:: What you need to do ::
When you reach the line containing "of the short" in the entries below, repeat it and each line after it exactly until the entries end.

Referring expression data
━━━━━━

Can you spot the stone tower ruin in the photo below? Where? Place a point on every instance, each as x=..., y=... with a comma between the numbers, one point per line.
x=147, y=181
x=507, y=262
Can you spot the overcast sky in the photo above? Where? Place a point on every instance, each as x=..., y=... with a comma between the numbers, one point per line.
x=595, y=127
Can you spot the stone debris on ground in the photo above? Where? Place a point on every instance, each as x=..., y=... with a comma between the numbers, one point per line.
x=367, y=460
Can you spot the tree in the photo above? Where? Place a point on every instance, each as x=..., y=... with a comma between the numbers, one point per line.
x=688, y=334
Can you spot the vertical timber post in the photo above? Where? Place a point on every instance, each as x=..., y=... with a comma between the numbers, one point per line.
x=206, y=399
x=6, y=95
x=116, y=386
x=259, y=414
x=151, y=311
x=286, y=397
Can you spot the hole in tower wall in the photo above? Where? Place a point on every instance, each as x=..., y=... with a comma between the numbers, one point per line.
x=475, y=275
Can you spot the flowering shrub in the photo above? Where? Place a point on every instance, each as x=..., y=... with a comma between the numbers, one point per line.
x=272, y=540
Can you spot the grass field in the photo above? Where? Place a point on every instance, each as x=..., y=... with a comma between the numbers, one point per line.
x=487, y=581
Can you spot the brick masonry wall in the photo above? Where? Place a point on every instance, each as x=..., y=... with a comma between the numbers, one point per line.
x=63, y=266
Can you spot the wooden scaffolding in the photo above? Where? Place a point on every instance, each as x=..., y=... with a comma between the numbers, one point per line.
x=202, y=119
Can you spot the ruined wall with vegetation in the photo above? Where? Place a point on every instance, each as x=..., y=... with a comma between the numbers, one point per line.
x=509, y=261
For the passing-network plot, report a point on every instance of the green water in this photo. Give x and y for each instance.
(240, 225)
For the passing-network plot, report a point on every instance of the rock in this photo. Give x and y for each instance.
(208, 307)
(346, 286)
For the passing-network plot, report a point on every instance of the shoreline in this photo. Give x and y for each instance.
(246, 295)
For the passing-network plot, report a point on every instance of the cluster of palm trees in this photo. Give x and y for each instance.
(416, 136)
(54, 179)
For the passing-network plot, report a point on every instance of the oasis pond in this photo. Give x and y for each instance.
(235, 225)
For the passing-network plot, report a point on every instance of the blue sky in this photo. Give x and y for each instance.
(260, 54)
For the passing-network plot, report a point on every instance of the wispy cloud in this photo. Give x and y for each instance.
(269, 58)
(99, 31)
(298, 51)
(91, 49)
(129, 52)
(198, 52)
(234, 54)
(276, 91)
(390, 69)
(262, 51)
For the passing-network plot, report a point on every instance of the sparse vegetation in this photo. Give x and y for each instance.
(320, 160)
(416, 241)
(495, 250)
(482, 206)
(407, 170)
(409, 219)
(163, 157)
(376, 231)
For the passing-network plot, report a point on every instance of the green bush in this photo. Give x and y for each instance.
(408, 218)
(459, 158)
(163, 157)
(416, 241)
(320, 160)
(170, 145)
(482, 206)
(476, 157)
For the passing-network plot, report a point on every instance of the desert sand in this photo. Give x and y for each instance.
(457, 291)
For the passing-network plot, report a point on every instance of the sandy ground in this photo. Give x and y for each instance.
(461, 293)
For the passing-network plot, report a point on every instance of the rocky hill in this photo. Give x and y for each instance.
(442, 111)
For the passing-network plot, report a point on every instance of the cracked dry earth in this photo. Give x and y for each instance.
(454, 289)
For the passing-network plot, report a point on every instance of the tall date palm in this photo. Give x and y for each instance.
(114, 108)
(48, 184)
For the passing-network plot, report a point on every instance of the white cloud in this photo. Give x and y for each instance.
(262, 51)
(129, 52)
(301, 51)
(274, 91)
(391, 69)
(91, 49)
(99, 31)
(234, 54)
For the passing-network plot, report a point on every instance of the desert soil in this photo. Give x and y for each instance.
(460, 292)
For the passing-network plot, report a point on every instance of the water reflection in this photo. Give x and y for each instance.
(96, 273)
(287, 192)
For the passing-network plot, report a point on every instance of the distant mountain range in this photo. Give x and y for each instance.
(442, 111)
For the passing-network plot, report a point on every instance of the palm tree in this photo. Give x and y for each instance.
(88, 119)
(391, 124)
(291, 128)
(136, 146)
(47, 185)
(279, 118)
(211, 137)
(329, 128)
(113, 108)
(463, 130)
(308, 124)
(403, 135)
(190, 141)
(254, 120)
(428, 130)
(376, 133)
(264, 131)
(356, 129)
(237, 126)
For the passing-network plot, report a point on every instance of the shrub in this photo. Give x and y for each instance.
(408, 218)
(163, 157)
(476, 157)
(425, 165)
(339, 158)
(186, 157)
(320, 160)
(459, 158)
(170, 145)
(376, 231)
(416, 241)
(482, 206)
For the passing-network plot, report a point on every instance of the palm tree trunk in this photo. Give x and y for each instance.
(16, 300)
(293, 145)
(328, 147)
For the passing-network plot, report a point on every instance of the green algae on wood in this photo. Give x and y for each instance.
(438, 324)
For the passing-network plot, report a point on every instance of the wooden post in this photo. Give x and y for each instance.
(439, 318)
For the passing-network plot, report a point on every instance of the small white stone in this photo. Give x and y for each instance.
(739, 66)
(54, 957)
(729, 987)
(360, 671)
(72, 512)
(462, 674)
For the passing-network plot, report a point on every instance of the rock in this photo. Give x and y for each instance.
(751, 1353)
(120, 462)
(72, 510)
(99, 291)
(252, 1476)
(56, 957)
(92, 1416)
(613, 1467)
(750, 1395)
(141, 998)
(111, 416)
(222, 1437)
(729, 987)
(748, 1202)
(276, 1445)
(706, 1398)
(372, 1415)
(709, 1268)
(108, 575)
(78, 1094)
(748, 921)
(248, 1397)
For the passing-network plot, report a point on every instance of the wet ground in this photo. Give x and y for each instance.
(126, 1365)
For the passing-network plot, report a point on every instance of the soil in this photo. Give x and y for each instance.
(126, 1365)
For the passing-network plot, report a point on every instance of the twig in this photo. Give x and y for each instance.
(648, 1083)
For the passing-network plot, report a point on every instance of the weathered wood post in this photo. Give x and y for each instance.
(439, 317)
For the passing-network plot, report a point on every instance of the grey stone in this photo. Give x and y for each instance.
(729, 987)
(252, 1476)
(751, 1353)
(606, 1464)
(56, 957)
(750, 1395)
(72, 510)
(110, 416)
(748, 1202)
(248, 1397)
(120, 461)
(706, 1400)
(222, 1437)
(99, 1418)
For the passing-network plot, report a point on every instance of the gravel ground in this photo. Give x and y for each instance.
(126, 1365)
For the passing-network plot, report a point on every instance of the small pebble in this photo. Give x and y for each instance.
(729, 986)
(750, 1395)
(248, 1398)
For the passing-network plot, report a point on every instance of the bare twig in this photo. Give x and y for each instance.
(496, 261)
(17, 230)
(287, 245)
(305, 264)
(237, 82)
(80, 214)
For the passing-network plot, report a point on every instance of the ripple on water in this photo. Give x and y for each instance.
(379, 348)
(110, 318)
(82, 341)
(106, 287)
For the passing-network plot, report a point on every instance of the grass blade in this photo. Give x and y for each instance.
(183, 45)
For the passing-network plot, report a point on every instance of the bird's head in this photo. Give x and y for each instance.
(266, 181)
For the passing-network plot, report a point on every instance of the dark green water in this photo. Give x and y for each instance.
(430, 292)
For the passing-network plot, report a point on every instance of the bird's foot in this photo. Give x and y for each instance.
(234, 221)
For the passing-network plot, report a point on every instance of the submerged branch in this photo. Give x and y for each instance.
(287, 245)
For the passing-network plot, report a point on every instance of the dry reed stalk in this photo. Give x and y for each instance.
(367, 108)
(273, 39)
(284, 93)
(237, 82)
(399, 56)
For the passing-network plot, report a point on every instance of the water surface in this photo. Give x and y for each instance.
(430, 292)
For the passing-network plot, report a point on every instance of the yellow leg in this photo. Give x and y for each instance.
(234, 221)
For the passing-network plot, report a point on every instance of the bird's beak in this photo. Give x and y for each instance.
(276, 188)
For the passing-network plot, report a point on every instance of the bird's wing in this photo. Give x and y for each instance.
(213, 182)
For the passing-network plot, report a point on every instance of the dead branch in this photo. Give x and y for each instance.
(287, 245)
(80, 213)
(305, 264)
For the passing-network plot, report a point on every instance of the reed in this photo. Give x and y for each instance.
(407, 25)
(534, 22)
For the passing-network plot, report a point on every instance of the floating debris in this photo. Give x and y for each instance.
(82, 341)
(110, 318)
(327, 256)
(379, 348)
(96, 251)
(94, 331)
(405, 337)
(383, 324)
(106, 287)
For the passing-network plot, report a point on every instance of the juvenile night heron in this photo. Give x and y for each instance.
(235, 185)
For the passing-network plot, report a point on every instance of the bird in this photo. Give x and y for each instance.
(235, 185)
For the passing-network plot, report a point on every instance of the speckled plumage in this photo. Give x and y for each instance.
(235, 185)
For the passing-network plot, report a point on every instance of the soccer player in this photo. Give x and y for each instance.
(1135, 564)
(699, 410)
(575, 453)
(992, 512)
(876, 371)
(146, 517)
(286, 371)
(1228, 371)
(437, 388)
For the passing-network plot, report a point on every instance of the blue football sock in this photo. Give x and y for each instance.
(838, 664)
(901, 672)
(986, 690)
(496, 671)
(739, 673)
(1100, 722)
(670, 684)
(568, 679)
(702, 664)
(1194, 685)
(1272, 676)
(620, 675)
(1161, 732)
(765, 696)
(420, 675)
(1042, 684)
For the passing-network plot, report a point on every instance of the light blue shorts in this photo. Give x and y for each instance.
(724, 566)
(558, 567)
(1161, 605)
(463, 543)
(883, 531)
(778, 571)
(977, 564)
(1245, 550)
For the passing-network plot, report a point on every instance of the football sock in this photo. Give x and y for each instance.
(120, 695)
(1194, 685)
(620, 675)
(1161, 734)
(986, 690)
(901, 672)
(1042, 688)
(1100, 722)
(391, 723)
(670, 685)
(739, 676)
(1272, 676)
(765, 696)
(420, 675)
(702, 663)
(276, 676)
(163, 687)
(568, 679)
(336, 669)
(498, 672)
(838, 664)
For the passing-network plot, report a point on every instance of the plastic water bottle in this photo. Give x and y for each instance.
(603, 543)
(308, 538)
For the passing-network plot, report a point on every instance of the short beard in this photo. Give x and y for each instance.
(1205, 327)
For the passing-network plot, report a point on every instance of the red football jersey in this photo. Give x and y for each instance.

━━━━━━

:: Reply to the task ::
For the passing-network plot, report a point on every instance of the short beard in this photo. Give x and y for each instance.
(1205, 327)
For the passing-network plot, report a point on every instance of the red football jersey in this photo. Give x and y for each instance.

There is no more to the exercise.